Repeat the data exactly as it appears.

Records from a data collection

━━━

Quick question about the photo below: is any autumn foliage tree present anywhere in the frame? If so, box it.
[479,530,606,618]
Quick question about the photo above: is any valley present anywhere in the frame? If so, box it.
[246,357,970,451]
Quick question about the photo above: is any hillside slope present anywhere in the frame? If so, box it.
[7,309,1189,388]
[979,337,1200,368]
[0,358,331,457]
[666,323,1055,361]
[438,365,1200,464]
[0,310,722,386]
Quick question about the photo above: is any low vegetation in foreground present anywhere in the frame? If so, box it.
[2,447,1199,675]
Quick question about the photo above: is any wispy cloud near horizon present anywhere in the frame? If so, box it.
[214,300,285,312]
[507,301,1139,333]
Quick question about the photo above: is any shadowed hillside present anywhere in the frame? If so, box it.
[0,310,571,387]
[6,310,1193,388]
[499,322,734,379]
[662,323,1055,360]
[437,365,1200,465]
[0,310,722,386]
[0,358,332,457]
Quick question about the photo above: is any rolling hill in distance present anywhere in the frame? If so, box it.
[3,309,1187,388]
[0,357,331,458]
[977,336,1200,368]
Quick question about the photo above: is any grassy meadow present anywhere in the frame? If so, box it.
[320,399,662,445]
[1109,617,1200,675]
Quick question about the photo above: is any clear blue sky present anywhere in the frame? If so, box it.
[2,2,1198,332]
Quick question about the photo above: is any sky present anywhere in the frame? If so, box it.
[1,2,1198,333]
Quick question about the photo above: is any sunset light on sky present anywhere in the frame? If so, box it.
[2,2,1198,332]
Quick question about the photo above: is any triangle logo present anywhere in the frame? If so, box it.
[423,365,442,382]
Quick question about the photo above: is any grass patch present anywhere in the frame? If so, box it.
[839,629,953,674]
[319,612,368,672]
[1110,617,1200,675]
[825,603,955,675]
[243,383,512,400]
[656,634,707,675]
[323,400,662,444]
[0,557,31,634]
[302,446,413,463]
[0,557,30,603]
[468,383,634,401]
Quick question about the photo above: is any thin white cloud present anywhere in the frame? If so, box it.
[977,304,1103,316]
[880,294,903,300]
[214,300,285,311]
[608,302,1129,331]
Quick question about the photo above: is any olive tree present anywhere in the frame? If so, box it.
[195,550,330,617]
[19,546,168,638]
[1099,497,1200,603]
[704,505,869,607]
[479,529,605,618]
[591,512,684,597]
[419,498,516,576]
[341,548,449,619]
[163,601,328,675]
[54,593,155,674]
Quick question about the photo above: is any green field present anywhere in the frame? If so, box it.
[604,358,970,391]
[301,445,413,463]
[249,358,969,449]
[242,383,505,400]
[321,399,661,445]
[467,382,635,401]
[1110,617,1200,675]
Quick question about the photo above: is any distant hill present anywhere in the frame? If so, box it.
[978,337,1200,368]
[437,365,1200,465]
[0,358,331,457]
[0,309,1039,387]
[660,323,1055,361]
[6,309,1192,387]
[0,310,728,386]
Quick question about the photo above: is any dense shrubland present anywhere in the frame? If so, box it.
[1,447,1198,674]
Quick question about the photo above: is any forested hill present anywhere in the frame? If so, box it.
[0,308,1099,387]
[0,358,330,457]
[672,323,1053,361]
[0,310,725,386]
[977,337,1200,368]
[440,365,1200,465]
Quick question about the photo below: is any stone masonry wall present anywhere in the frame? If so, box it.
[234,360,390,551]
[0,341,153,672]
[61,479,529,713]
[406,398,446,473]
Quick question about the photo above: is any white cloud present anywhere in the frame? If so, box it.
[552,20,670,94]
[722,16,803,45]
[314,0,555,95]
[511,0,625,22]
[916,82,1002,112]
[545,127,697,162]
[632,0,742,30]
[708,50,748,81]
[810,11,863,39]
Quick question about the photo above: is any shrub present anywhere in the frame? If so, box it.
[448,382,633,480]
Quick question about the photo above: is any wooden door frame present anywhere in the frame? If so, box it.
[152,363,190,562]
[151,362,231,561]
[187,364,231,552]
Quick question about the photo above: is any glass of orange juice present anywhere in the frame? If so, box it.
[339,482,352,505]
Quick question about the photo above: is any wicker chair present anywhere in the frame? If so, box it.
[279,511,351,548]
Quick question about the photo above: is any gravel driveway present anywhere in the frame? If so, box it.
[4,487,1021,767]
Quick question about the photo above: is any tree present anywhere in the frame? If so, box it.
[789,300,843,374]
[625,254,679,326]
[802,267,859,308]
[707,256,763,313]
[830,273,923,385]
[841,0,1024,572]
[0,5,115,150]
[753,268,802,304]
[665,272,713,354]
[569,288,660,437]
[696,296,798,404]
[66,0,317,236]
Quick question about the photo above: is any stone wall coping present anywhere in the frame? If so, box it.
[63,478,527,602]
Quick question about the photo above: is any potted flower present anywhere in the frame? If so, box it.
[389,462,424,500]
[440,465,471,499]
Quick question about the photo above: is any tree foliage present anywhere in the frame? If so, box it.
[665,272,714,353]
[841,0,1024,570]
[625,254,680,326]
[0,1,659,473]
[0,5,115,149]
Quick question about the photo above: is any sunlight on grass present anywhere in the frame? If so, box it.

━━━

- _FINAL ANSWER_:
Quick question about the photo below: is any autumn foliage tree present anywhere in the frame? If so, box it.
[479,530,606,618]
Quick question about the photo above: is any valley present anywhere in the frame? If so, box it.
[246,357,970,451]
Quick question about the photo above: is any hillside slope present anywhere in the frame? If so, box it.
[7,309,1189,388]
[979,337,1200,368]
[0,358,331,457]
[666,323,1055,361]
[438,365,1200,464]
[0,310,722,386]
Quick question about the photo above: is any low vegetation in foreground present anywhere in the frame? If so, box it.
[2,447,1199,675]
Quick question about the photo above: is any wispy cloud near horizon present anywhere in the frame? If so, box it.
[214,300,285,312]
[507,301,1139,333]
Quick question about the photo above: is any shadowed hillside present anywhere in the frame? If so, box it.
[0,310,571,387]
[6,310,1193,388]
[499,322,734,379]
[662,323,1055,360]
[437,365,1200,465]
[0,310,722,386]
[0,358,332,457]
Quick question about the photo above: is any rolling hill in distance present anywhere in the frame? If so, box it.
[3,309,1187,388]
[0,357,331,458]
[977,336,1200,368]
Quick question about the photo above: is any grassy meadow present anywhere in the frame? If so, box it.
[320,399,662,445]
[1109,617,1200,675]
Quick question about the photo above: is any clear blue sky present anywhere in the frame? If so, box it.
[2,2,1198,332]
Quick question about the photo above: is any sky present anywhere in the frame? If so, box it.
[1,2,1198,333]
Quick question about the photo above: is any sunset light on sky present anywhere in the frame? If so, box it.
[2,2,1198,332]
Quick question about the photo above: is any triangle logo present anywhere in the frame? If so, box it.
[423,365,442,382]
Quick question about the photo above: is any grass patch present anywhere in the frame? If so, box it.
[839,629,953,674]
[319,612,368,672]
[1110,617,1200,675]
[825,603,955,675]
[243,383,512,400]
[656,634,707,675]
[323,400,662,444]
[0,557,31,634]
[302,446,413,463]
[0,557,30,603]
[468,383,634,401]
Quick question about the photo above: is any thin white cloud present anywhere in the frame? If so, box it.
[977,304,1103,316]
[880,294,903,300]
[214,300,285,311]
[608,302,1129,331]
Quick question about the photo above: is any olive tree present anywhere in the frame? If so, box it.
[195,550,330,617]
[19,546,168,638]
[1099,497,1200,603]
[704,505,869,607]
[479,529,605,618]
[591,512,684,597]
[419,498,516,576]
[341,548,449,619]
[163,601,328,675]
[54,593,155,674]
Quick question about the photo above: is any green field present anywhere in the frame? If so, box it.
[604,358,970,391]
[301,445,413,463]
[249,358,969,449]
[242,383,505,400]
[321,399,661,445]
[467,382,635,401]
[1110,617,1200,675]
Quick question about the photo above: is any distant hill present anywhere in the frame? If so, box it.
[978,337,1200,368]
[437,365,1200,465]
[0,358,331,457]
[0,309,1039,387]
[660,323,1055,361]
[6,309,1192,387]
[0,310,728,386]
Quick question about the photo above: is any dense shrubland present anywhere in the frame? If so, box it.
[1,447,1198,674]
Quick question about the photo above: is any forested hill present anywhere in the frame? If so, box it.
[0,308,1099,387]
[0,358,330,457]
[672,323,1053,361]
[0,310,725,386]
[977,337,1200,368]
[440,365,1200,465]
Quick question about the photo below: is any stone masonry wall present anywhere in the frame? If so, box it.
[234,360,390,551]
[0,341,153,672]
[61,479,529,713]
[406,398,446,473]
Quick question about the photo above: is any white cloud present anywhere in the frame? If so, box it.
[552,20,670,94]
[722,16,803,45]
[314,0,555,95]
[511,0,625,22]
[916,82,1002,112]
[545,127,697,162]
[632,0,742,30]
[708,50,748,81]
[810,11,863,39]
Quick question about the photo above: is any shrub present anywhere in the frame? If so, box it.
[448,382,633,480]
Quick question about the photo above: is any wooden door frame present anywhere in the frame? If so, box it.
[152,363,190,562]
[151,362,231,561]
[187,364,231,552]
Quick question about the photo above: is any glass of orange juice present anywhere in the frame? If so, box it.
[339,482,352,505]
Quick question about the photo above: is any wicker chair present anywhere in the frame? If so, box it.
[279,511,351,548]
Quick question about the photo above: is any gravel driveway present anywhere in the frame? If so, box it.
[4,487,1021,767]
Quick question about the photo above: is any tree present anywhere in the frame? If so, box it.
[789,300,843,374]
[625,254,679,326]
[802,267,859,308]
[707,256,763,313]
[830,273,923,385]
[841,0,1024,572]
[0,5,115,150]
[753,268,802,304]
[665,272,713,354]
[569,288,660,437]
[696,296,798,404]
[66,0,317,236]
Quick question about the photo above: is any stone wall coping present anywhere in the frame? If so, box it.
[63,478,527,602]
Quick question about the photo above: is any potted flower present anywhere in the frame? If so, box it.
[389,462,424,500]
[440,465,471,499]
Quick question about the photo above: is any tree foliage present anywhere in the frame? If so, box it.
[665,272,714,353]
[841,0,1024,570]
[625,254,680,326]
[0,1,659,473]
[0,5,115,149]
Quick question about the photo above: is any sunlight on grass present anywhere in the frame? If so, box it.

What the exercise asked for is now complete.